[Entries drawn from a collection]
****

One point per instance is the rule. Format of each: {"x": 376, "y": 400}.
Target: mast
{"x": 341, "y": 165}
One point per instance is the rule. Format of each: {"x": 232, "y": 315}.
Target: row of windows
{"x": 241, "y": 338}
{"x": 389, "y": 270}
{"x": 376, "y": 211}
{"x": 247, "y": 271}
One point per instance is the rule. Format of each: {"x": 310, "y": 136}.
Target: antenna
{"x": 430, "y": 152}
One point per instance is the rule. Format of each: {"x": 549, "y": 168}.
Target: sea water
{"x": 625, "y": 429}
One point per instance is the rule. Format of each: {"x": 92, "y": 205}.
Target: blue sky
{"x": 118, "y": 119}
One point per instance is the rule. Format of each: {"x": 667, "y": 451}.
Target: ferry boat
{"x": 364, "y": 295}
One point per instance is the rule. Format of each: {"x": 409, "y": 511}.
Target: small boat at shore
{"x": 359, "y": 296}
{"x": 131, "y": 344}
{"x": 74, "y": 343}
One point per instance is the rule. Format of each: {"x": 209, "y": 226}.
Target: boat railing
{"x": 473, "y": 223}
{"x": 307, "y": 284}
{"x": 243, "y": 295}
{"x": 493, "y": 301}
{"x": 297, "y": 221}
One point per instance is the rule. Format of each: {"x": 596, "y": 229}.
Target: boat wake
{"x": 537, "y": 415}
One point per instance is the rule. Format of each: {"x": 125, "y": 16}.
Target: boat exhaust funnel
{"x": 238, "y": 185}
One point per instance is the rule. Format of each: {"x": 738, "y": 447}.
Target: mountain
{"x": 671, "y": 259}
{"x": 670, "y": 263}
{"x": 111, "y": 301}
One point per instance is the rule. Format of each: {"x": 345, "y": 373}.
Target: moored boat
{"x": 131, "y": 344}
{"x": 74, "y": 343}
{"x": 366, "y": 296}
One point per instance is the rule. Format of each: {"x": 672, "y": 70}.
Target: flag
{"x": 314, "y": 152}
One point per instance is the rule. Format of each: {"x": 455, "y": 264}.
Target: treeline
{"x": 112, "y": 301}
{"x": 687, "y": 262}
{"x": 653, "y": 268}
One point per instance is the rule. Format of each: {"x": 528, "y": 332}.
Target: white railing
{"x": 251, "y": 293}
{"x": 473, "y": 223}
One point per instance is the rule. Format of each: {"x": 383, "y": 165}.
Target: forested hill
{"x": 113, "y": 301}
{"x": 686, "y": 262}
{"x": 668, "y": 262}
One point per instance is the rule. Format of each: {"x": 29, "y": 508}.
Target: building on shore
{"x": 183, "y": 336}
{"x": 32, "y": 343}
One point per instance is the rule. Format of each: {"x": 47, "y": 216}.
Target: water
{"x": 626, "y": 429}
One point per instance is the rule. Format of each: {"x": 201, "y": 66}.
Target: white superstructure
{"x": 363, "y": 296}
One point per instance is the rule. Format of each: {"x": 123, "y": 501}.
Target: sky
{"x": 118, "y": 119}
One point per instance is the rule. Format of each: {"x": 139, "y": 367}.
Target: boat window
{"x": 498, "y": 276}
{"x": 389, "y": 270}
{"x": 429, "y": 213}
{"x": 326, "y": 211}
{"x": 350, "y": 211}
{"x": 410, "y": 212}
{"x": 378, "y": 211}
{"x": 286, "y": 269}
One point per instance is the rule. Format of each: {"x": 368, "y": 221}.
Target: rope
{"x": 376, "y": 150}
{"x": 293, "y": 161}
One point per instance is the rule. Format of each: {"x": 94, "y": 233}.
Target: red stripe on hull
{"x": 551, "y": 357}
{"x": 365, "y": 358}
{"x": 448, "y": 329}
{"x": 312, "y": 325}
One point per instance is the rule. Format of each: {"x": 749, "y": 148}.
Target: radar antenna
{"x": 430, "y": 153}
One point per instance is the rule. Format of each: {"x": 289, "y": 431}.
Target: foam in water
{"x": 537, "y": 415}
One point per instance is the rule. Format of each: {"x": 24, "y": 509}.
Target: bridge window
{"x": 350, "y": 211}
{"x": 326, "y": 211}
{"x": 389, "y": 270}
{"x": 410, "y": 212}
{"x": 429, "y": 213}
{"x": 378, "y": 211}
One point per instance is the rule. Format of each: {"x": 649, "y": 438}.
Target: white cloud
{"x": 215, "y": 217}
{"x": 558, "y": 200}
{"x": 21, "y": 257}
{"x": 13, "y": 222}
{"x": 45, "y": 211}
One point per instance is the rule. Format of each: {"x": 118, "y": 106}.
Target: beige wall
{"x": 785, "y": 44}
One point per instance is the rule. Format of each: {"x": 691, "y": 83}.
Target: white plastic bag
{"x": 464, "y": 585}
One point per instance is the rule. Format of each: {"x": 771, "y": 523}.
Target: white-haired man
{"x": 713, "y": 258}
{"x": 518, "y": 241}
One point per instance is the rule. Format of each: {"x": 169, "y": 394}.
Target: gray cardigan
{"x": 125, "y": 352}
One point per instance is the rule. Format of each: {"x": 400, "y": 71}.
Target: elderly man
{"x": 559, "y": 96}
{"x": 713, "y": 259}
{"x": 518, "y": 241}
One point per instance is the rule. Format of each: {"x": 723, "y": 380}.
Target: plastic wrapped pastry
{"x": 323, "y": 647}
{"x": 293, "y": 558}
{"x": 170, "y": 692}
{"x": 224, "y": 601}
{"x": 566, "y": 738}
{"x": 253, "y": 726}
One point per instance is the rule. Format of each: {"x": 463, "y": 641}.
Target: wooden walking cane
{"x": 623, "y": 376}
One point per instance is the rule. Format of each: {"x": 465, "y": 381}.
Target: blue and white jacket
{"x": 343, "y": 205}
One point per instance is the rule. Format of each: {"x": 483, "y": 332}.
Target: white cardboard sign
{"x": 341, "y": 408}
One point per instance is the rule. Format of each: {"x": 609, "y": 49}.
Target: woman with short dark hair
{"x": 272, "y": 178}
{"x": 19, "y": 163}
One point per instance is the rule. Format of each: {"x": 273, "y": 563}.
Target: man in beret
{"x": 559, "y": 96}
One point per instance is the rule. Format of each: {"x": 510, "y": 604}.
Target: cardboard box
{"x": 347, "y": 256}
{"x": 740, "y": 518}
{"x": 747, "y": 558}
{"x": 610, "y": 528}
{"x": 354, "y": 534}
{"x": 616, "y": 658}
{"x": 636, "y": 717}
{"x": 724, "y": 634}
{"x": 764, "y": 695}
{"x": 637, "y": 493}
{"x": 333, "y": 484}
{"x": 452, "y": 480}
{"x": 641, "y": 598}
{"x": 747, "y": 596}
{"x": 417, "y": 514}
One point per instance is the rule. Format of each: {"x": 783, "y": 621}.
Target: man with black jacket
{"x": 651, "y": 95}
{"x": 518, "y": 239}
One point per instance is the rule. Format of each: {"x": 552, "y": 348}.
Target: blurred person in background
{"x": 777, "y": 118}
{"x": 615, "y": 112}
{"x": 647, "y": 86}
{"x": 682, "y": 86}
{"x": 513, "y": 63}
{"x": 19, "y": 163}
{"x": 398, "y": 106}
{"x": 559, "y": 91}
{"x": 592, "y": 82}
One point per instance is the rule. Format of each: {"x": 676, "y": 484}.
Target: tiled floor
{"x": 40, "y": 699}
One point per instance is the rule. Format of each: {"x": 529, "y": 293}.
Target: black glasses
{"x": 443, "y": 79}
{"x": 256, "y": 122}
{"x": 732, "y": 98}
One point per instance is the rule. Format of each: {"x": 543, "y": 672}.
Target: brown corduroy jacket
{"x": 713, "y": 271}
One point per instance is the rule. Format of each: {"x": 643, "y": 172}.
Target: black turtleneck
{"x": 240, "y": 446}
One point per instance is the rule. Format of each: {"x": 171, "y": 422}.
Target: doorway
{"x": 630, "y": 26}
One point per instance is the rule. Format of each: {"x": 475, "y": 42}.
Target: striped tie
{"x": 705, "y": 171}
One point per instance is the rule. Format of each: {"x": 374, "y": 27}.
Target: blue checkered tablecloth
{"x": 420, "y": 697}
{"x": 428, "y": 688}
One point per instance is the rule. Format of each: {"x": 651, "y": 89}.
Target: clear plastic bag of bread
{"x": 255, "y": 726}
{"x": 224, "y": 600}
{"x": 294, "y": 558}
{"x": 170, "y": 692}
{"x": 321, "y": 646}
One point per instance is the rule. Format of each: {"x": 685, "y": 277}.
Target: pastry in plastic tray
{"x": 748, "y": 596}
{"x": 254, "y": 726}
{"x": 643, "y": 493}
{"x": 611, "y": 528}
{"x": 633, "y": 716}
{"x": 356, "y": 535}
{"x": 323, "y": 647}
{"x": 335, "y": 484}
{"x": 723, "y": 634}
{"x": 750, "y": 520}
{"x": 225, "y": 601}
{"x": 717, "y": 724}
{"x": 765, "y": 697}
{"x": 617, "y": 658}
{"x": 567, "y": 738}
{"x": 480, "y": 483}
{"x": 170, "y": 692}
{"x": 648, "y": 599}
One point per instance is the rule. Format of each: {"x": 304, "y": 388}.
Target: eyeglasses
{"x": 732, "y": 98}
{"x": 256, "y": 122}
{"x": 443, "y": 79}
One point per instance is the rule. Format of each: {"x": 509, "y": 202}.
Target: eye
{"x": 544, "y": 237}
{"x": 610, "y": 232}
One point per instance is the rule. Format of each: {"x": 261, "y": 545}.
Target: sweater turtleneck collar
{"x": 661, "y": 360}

****

THE REQUEST> Pick out each line above that contains the word "white" and copy it.

OUTPUT OF THE TASK>
Target: white railing
Target: white superstructure
Target: white cloud
Target: white plastic bag
Target: white-haired man
Target: blue and white jacket
Target: white cardboard sign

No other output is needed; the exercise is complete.